Binds Welfare Association v Gregory Timothy Mutuku, George Muthama Timothy & Richard Musyoka Timothy [2018] KEELC 4425 (KLR) | Specific Performance | Esheria

Binds Welfare Association v Gregory Timothy Mutuku, George Muthama Timothy & Richard Musyoka Timothy [2018] KEELC 4425 (KLR)

Full Case Text

REPUBLIC OF KENYA

IN THE ENVIRONMENT AND LAND COURT AT MACHAKOS

ELC. CASE NO. 10 OF 2012

BINDS WELFARE ASSOCIATION ...............................PLAINTIFF

VERSUS

GREGORY TIMOTHY MUTUKU ........................1ST DEFENDANT

GEORGE MUTHAMA TIMOTHY .......................2ND DEFENDANT

RICHARD MUSYOKA TIMOTHY ......................3RD DEFENDANT

JUDGMENT

Introduction:

1. In the Plaint dated 17th January, 2012, the Plaintiff has averred that it executed a Sale Agreement on 30th July, 2008 with the Defendants for the purchase of a portion of land measuring 31. 25 acres for Kshs. 2,062,500; that the Plaintiff paid the Defendants Kshs. 700,000 on execution of the agreement and made a further payment of Kshs. 300,000 on 23rd December, 2008.

2. The Plaintiff has further averred that it was a term of the agreement that the Defendants were to carry out sub-division of the suit land to curve out the sold portion and obtain the consent of the Board and that they made a further payment of Kshs. 1,053,000 to the Defendants’ advocates.

3. It is the Plaintiff’s case that the Defendants have failed to carry out the sub-division of the land and obtain the consent of the Board to transfer the land.

4. The Plaintiff is seeking for an order of specific performance compelling the Defendants to carry out survey and sub-division of the land and transfer the same to the Plaintiff.

5. In their Defence and Counter-claim, the Defendants have averred that they received Kshs. 1,000,000 from the Plaintiff as agreed on 30th July, 2008; that the Plaintiff was to pay the balance of the purchase price on 28th February, 2009 or upon obtaining the consent to sub-divide or transfer the land and that they never received the money that was purportedly forwarded to J.T. Nzioki advocate.

6. It is the Defendants’ case that they applied and obtained the consent of the Land Control Board; that the council approved the sub-division of the land and that although they forwarded the said consents to the Plaintiff, they never received the balance of the purchase price.

7. The Defendants have averred that they served the Plaintiff with two completion notices for failure to complete the agreement and that the agreement stands rescinded.

..............................

= Set problem =
Please transcribe everything in the judgment from "RICHARD MUSYOKA TIMOTHY ......................3RD" down to "the Defendants’ advocates." word for word.

= Entries shown =
..............................

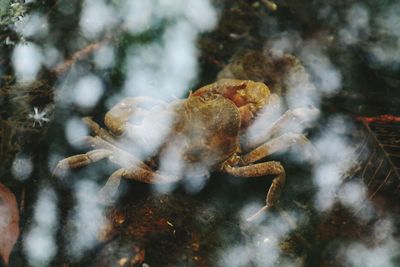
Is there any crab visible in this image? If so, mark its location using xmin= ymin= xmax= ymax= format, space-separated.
xmin=54 ymin=79 xmax=318 ymax=220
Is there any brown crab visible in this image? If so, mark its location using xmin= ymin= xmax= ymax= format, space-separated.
xmin=55 ymin=79 xmax=318 ymax=221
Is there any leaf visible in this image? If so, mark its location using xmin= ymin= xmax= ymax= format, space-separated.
xmin=0 ymin=183 xmax=19 ymax=264
xmin=358 ymin=115 xmax=400 ymax=199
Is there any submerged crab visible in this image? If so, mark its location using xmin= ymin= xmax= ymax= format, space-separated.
xmin=55 ymin=79 xmax=318 ymax=220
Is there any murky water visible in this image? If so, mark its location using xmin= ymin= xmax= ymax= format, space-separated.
xmin=0 ymin=0 xmax=400 ymax=267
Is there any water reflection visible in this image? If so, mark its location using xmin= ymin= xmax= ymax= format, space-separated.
xmin=0 ymin=0 xmax=400 ymax=266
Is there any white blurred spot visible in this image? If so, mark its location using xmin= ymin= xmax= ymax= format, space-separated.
xmin=301 ymin=42 xmax=342 ymax=95
xmin=74 ymin=74 xmax=104 ymax=108
xmin=23 ymin=188 xmax=57 ymax=266
xmin=42 ymin=46 xmax=61 ymax=68
xmin=11 ymin=154 xmax=33 ymax=181
xmin=65 ymin=117 xmax=89 ymax=146
xmin=12 ymin=43 xmax=43 ymax=82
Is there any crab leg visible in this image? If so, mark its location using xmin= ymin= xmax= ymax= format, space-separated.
xmin=80 ymin=136 xmax=151 ymax=170
xmin=82 ymin=117 xmax=117 ymax=145
xmin=53 ymin=149 xmax=113 ymax=176
xmin=223 ymin=161 xmax=286 ymax=220
xmin=245 ymin=108 xmax=319 ymax=148
xmin=98 ymin=167 xmax=180 ymax=204
xmin=241 ymin=133 xmax=318 ymax=165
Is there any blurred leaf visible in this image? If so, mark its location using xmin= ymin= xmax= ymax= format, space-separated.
xmin=358 ymin=115 xmax=400 ymax=199
xmin=0 ymin=183 xmax=19 ymax=264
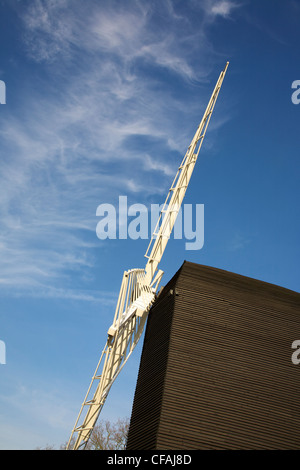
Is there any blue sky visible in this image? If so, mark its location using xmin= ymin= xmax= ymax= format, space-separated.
xmin=0 ymin=0 xmax=300 ymax=449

..............................

= Final result =
RICHARD MUSYOKA TIMOTHY ......................3RD DEFENDANT

JUDGMENT

Introduction:

1. In the Plaint dated 17th January, 2012, the Plaintiff has averred that it executed a Sale Agreement on 30th July, 2008 with the Defendants for the purchase of a portion of land measuring 31. 25 acres for Kshs. 2,062,500; that the Plaintiff paid the Defendants Kshs. 700,000 on execution of the agreement and made a further payment of Kshs. 300,000 on 23rd December, 2008.

2. The Plaintiff has further averred that it was a term of the agreement that the Defendants were to carry out sub-division of the suit land to curve out the sold portion and obtain the consent of the Board and that they made a further payment of Kshs. 1,053,000 to the Defendants’ advocates.